* _Quelltext_:
================================

Montag, 15. August 2022

Mein Leben als Busfahrer

Nachdem ich im Juli aus meiner Firma ausgeschieden bin, ist mir der Gedanke vertrauter geworden, zukünftig gelegentlich statt des Autos die öffentlichen Verkehrsmittel zu benutzen. Besonders entgegen kam mir dabei das für drei Monate angebotene Neun-Euro-Ticket, das ich für den Monat Juli erworben, dann zwar nicht benutzt aber durch Internet-Recherchen rund um das Ticket doch viel Nützliches gelernt habe.

So ist etwa die Suchfunktion "Routenplaner" in Google Maps so ausgestattet, dass über das Symbol für Busse und Bahnen sämtliche Haltestellen in der Nähe und sämtliche hinterlegten Fahrpläne abzurufen sind. Ich kann also mitten im Wald auf die Idee kommen, ich wollte jetzt mit dem Bus oder der Eisenbahn nach Hause fahren – und Google Maps führt mich zur nächsten Haltestelle am Waldrand und von dort nach Hause.

================================

* _Ziel_:
Schreibe den Text über öffentliche Verkehrsmittel oben vollständig und Wort für Wort ab.

* _Quelldaten_:
================================

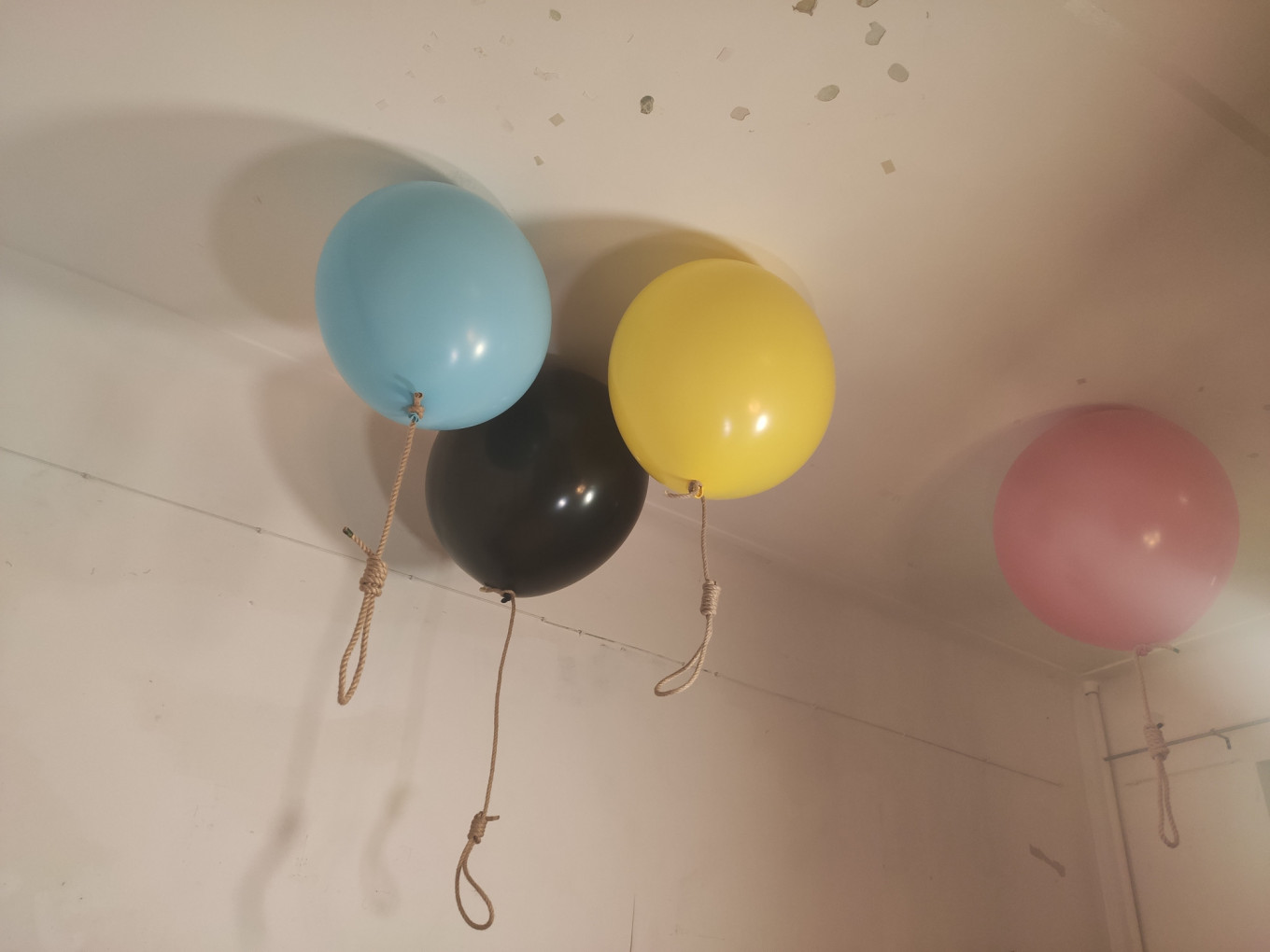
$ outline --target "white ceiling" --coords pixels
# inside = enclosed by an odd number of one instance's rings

================================

* _Antwort_:
Montag, 15. August 2022

Mein Leben als Busfahrer

Nachdem ich im Juli aus meiner Firma ausgeschieden bin, ist mir der Gedanke vertrauter geworden, zukünftig gelegentlich statt des Autos die öffentlichen Verkehrsmittel zu benutzen. Besonders entgegen kam mir dabei das für drei Monate angebotene Neun-Euro-Ticket, das ich für den Monat Juli erworben, dann zwar nicht benutzt aber durch Internet-Recherchen rund um das Ticket doch viel Nützliches gelernt habe.

So ist etwa die Suchfunktion "Routenplaner" in Google Maps so ausgestattet, dass über das Symbol für Busse und Bahnen sämtliche Haltestellen in der Nähe und sämtliche hinterlegten Fahrpläne abzurufen sind. Ich kann also mitten im Wald auf die Idee kommen, ich wollte jetzt mit dem Bus oder der Eisenbahn nach Hause fahren – und Google Maps führt mich zur nächsten Haltestelle am Waldrand und von dort nach Hause.